> DO THIS: Rescale the items below, from the line containing "Confirm that each instance of the white" through the end of the items, both ends included. Write out every one of those lines again, requests included, with each x and y point coordinate in the answers multiplied by 0.55 and rounded to a whole number, halves up.

===== INFORMATION PROVIDED =====

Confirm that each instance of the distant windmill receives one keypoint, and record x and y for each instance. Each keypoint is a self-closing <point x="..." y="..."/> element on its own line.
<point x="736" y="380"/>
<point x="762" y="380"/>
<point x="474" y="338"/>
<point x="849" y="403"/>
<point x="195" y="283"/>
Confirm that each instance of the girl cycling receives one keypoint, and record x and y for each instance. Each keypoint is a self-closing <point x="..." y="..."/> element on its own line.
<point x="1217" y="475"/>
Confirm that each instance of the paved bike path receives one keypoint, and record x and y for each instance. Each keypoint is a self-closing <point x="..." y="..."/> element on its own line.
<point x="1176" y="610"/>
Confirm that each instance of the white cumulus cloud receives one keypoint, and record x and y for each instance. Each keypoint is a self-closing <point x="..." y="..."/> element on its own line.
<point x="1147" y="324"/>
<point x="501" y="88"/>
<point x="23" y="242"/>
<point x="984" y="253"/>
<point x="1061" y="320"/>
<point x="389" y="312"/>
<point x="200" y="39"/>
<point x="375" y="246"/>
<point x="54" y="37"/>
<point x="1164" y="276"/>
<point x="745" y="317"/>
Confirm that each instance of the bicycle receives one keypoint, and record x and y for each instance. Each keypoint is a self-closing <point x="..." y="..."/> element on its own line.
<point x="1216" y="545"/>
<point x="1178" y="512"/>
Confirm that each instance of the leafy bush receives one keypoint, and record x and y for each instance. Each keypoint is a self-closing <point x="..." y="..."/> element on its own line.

=====

> EXERCISE RESULT:
Confirm that each instance of the white cumulus cloud receives one keypoint, and record x and y for each instance. Each keypoint is a self-closing <point x="..." y="..."/> element on its own line.
<point x="631" y="178"/>
<point x="276" y="48"/>
<point x="13" y="133"/>
<point x="541" y="139"/>
<point x="584" y="176"/>
<point x="214" y="172"/>
<point x="110" y="21"/>
<point x="206" y="135"/>
<point x="30" y="20"/>
<point x="640" y="152"/>
<point x="410" y="174"/>
Confirm that each instance of the bicycle receives one keypoint, and record x and y for each instance. Each keypoint is a self-closing <point x="..." y="..."/> element on its own line.
<point x="669" y="300"/>
<point x="648" y="282"/>
Confirm that each instance of the leafy bush receives one keypoint, and record x and y for each instance. Each keypoint is a self-closing <point x="..." y="..."/> element on its own line.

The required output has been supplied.